Task requirements:
What follows is a listing. Write it all out exactly.

Entries provided:
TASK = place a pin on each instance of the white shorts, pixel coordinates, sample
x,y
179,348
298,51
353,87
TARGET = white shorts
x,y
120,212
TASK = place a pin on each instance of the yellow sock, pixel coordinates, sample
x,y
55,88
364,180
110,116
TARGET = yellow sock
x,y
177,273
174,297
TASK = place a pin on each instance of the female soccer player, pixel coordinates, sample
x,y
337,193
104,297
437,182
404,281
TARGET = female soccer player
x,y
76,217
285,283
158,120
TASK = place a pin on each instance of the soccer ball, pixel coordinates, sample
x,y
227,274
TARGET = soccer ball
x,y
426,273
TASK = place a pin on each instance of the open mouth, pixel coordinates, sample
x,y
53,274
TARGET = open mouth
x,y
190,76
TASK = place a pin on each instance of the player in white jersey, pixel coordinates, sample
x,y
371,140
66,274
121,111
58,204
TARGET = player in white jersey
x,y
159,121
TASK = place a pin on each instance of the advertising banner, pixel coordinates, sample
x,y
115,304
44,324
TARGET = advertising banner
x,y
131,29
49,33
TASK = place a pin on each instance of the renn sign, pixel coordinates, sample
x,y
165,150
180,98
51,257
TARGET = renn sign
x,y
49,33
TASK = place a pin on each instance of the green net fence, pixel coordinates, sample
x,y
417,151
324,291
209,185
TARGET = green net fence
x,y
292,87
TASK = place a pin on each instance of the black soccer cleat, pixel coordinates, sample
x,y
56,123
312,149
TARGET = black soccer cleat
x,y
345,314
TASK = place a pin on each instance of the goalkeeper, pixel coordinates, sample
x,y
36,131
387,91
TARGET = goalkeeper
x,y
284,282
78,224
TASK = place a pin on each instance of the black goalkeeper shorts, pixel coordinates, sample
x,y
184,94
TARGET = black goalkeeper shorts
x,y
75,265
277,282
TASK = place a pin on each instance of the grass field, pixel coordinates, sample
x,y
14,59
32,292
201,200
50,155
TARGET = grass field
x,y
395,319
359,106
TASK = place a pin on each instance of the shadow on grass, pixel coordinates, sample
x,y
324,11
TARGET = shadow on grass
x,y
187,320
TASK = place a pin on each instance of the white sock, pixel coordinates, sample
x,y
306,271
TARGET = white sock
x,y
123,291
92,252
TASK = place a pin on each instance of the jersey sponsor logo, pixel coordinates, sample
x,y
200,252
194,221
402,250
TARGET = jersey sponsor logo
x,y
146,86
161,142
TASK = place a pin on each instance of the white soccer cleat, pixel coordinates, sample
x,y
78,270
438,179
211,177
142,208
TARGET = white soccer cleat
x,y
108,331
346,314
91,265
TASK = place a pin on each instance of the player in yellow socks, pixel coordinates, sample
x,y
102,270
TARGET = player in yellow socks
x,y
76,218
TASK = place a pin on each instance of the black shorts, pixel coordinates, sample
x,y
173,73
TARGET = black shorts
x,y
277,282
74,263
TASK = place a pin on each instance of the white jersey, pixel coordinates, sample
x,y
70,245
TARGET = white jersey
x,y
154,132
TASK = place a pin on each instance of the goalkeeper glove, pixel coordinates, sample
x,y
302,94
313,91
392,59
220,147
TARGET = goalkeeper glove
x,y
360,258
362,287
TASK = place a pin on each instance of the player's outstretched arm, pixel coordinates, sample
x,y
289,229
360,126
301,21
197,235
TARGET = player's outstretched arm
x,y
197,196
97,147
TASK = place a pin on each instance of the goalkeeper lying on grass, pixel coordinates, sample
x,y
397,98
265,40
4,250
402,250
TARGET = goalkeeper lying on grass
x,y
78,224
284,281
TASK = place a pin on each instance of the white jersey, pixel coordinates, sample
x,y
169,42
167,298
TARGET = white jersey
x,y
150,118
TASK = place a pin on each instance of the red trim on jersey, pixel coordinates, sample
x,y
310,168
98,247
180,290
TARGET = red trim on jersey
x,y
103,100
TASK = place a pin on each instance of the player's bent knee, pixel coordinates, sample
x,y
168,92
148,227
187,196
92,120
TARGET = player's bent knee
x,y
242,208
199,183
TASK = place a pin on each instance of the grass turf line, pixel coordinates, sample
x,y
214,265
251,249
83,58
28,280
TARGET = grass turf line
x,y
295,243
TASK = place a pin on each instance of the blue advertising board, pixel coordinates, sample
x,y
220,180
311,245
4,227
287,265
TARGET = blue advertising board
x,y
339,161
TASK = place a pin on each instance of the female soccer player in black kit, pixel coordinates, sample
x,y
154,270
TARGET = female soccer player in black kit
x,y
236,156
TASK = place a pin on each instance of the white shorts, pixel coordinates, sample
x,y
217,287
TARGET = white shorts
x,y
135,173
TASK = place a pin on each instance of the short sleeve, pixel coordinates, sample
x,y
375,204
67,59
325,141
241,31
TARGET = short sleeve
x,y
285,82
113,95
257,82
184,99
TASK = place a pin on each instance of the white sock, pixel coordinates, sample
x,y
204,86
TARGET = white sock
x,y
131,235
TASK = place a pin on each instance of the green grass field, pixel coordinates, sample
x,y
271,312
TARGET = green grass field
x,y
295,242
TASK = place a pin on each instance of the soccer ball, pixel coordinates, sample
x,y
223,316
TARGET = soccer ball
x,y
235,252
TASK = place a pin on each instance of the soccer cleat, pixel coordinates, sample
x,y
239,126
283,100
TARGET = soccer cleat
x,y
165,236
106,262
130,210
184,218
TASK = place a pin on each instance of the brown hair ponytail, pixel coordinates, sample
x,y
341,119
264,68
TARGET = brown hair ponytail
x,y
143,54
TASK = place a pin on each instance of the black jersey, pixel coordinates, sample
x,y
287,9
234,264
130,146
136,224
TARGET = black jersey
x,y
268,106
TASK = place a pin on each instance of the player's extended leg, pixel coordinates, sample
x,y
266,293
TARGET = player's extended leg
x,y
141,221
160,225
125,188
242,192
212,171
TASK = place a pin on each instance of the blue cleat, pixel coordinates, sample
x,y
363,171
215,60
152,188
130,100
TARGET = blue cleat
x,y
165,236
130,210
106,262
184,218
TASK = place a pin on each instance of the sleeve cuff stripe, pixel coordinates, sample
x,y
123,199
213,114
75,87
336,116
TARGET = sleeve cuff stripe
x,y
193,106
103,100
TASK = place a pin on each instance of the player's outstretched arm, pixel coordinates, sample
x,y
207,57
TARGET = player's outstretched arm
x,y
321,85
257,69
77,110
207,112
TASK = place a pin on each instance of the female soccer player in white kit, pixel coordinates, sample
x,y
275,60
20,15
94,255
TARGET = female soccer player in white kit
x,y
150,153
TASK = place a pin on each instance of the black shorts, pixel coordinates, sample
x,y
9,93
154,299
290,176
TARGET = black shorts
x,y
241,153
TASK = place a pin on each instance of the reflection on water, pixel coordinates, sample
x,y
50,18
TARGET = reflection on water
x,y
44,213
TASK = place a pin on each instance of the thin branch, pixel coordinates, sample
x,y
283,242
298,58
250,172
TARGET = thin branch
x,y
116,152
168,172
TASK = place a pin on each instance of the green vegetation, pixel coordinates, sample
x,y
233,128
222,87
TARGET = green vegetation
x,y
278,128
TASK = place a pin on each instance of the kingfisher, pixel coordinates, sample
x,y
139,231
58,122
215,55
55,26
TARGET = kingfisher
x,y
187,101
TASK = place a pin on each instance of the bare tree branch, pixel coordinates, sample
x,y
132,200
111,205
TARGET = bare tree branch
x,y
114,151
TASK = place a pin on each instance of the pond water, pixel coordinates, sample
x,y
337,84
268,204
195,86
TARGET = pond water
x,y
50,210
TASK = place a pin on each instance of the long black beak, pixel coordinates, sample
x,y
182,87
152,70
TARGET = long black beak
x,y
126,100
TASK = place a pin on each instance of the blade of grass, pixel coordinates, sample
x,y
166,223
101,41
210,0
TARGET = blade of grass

Solution to this problem:
TASK = place a pin on each instance of the white shorts, pixel coordinates, sample
x,y
179,348
298,51
353,87
TARGET = white shorts
x,y
120,212
TASK = place a pin on each instance of the yellow sock, pixel coordinates, sample
x,y
55,88
364,180
110,116
TARGET = yellow sock
x,y
177,273
174,297
TASK = place a pin on each instance of the female soccer player, pixel coordinates, sample
x,y
337,193
104,297
437,182
404,281
TARGET = female soccer player
x,y
76,217
285,283
158,120
TASK = place a pin on each instance of the soccer ball, pixel coordinates, sample
x,y
227,274
TARGET = soccer ball
x,y
426,273
TASK = place a pin on each instance of the open mouth, pixel coordinates, sample
x,y
53,274
TARGET = open mouth
x,y
190,76
TASK = place a pin on each instance of the player in white jersey, pixel coordinates, sample
x,y
371,140
66,274
121,111
58,204
TARGET = player in white jersey
x,y
159,121
TASK = place a pin on each instance of the advertising banner, pixel coordinates, sample
x,y
115,304
44,324
TARGET = advertising banner
x,y
131,29
49,33
TASK = place a pin on each instance of the renn sign, pixel coordinates, sample
x,y
165,150
180,98
51,257
TARGET = renn sign
x,y
49,33
TASK = place a pin on each instance of the green net fence, pixel coordinates, sample
x,y
417,151
324,291
209,185
TARGET = green net fence
x,y
292,87
TASK = place a pin on each instance of the black soccer cleat, pixel coordinates, sample
x,y
56,123
312,149
TARGET = black soccer cleat
x,y
345,314
TASK = place a pin on each instance of the goalkeeper, pixel coordinates, sample
x,y
36,131
387,91
TARGET = goalkeeper
x,y
284,282
78,224
TASK = place a pin on each instance of the black goalkeeper shorts, pixel coordinates, sample
x,y
184,94
TARGET = black goalkeeper shorts
x,y
75,265
277,282
TASK = place a pin on each instance of the grass field, pixel coordinates, sample
x,y
14,59
32,292
201,200
50,155
TARGET = grass field
x,y
395,319
359,106
TASK = place a pin on each instance of the shadow on grass, pixel coordinates, sample
x,y
324,11
TARGET = shadow on grass
x,y
187,320
TASK = place a pin on each instance of the white sock, pixel coordinates, sample
x,y
306,271
TARGET = white sock
x,y
123,291
92,252
TASK = place a pin on each instance of the jersey sponsor logo, pixel coordinates, sample
x,y
200,252
194,221
402,250
TARGET = jersey sponsor logo
x,y
146,86
161,142
TASK = place a pin on each instance of the white soccer cleat, pixel coordinates, sample
x,y
78,270
438,179
211,177
142,208
TARGET = white soccer cleat
x,y
108,331
346,314
91,265
TASK = place a pin on each instance of the player in yellow socks, pixel coordinates, sample
x,y
102,270
TARGET = player in yellow socks
x,y
76,218
TASK = place a pin on each instance of the black shorts, pixel coordinates, sample
x,y
173,73
TARGET = black shorts
x,y
277,282
74,263
TASK = place a pin on each instance of the white jersey, pixel coordinates, sample
x,y
70,245
TARGET = white jersey
x,y
154,132
TASK = place a pin on each instance of the goalkeeper glove, pixel coordinates, sample
x,y
302,94
313,91
392,59
220,147
TARGET = goalkeeper glove
x,y
360,258
362,287
TASK = place a pin on each instance of the player's outstretched arm, pixel coordinates, sample
x,y
289,229
360,126
301,21
197,235
TARGET = player's outstretched arm
x,y
197,196
97,147
TASK = place a pin on each instance of the goalkeeper lying on grass, pixel coordinates, sample
x,y
397,98
265,40
4,250
402,250
TARGET = goalkeeper lying on grass
x,y
78,224
284,281
TASK = place a pin on each instance of the white jersey, pixel coordinates, sample
x,y
169,42
167,298
TARGET = white jersey
x,y
150,118
TASK = place a pin on each instance of the red trim on jersey, pixel coordinates, sample
x,y
310,168
98,247
180,290
TARGET = red trim on jersey
x,y
103,100
TASK = place a pin on each instance of the player's bent knee, pixel coordinates, sample
x,y
168,92
148,227
187,196
92,120
TARGET = player's bent knee
x,y
242,208
199,183
TASK = place a pin on each instance of the grass turf line, pixel coordinates, sample
x,y
214,265
251,249
83,58
28,280
TARGET = grass turf line
x,y
295,243
TASK = place a pin on each instance of the blue advertising board, pixel coordinates, sample
x,y
220,180
311,245
4,227
287,265
TARGET = blue advertising board
x,y
339,161
TASK = place a pin on each instance of the female soccer player in black kit, pixel coordinates, sample
x,y
154,270
TARGET = female soccer player in black kit
x,y
236,156
TASK = place a pin on each instance of the white shorts, pixel coordinates, sample
x,y
217,287
TARGET = white shorts
x,y
135,173
TASK = place a pin on each instance of the short sleeve, pixel coordinates, sample
x,y
375,204
67,59
325,141
241,31
TARGET = short sleeve
x,y
285,82
113,95
257,82
184,99
TASK = place a pin on each instance of the white sock, pixel coordinates, sample
x,y
204,86
TARGET = white sock
x,y
131,235
TASK = place a pin on each instance of the green grass field, pixel coordinates, sample
x,y
271,312
TARGET = green grass field
x,y
295,242
TASK = place a pin on each instance of the soccer ball, pixel coordinates, sample
x,y
223,316
TARGET = soccer ball
x,y
235,252
TASK = place a pin on each instance of the soccer cleat, pixel coordinates, sample
x,y
239,126
283,100
TARGET = soccer cleat
x,y
165,236
106,262
130,210
184,218
TASK = place a pin on each instance of the brown hair ponytail, pixel coordinates, sample
x,y
341,119
264,68
TARGET = brown hair ponytail
x,y
143,54
TASK = place a pin on each instance of the black jersey, pixel coordinates, sample
x,y
287,9
234,264
130,146
136,224
TARGET = black jersey
x,y
268,106
TASK = place a pin on each instance of the player's extended leg, pixel coordinates, sample
x,y
266,293
TARGET = player's extended leg
x,y
141,221
160,225
125,188
242,192
212,171
TASK = place a pin on each instance of the blue cleat, pixel coordinates, sample
x,y
363,171
215,60
152,188
130,100
TARGET = blue cleat
x,y
165,236
130,210
106,262
184,218
TASK = place a pin on each instance of the sleeve cuff stripe, pixel coordinates, sample
x,y
123,199
213,114
75,87
336,116
TARGET = sleeve cuff stripe
x,y
193,106
103,100
TASK = place a pin on each instance of the player's outstretched arm, pixel coordinates, sample
x,y
207,57
TARGET = player's outstretched arm
x,y
321,85
257,69
77,110
207,112
TASK = place a pin on each instance of the female soccer player in white kit, pixel coordinates, sample
x,y
275,60
20,15
94,255
TARGET = female soccer player in white kit
x,y
150,153
TASK = place a pin on each instance of the black shorts, pixel coordinates, sample
x,y
9,93
154,299
290,176
TARGET = black shorts
x,y
241,153
TASK = place a pin on each instance of the reflection on water, pixel coordinates, sample
x,y
50,18
TARGET = reflection on water
x,y
44,213
TASK = place a pin on each instance of the thin branch, pixel coordinates, sample
x,y
283,242
298,58
250,172
TARGET = thin branch
x,y
116,152
168,172
TASK = place a pin on each instance of the green vegetation, pixel coordinates, sample
x,y
233,128
222,87
TARGET = green vegetation
x,y
278,128
TASK = place a pin on each instance of the kingfisher, pixel coordinates, sample
x,y
139,231
58,122
215,55
55,26
TARGET = kingfisher
x,y
187,101
TASK = place a pin on each instance of the bare tree branch, pixel coordinates, sample
x,y
132,200
111,205
TARGET = bare tree branch
x,y
114,151
TASK = place a pin on each instance of the pond water, pixel coordinates, sample
x,y
337,84
268,204
195,86
TARGET = pond water
x,y
50,210
TASK = place a pin on each instance of the long black beak, pixel coordinates, sample
x,y
182,87
152,70
TARGET = long black beak
x,y
126,100
TASK = place a pin on each instance of the blade of grass, pixel coordinates, sample
x,y
166,223
101,41
210,0
TARGET = blade of grass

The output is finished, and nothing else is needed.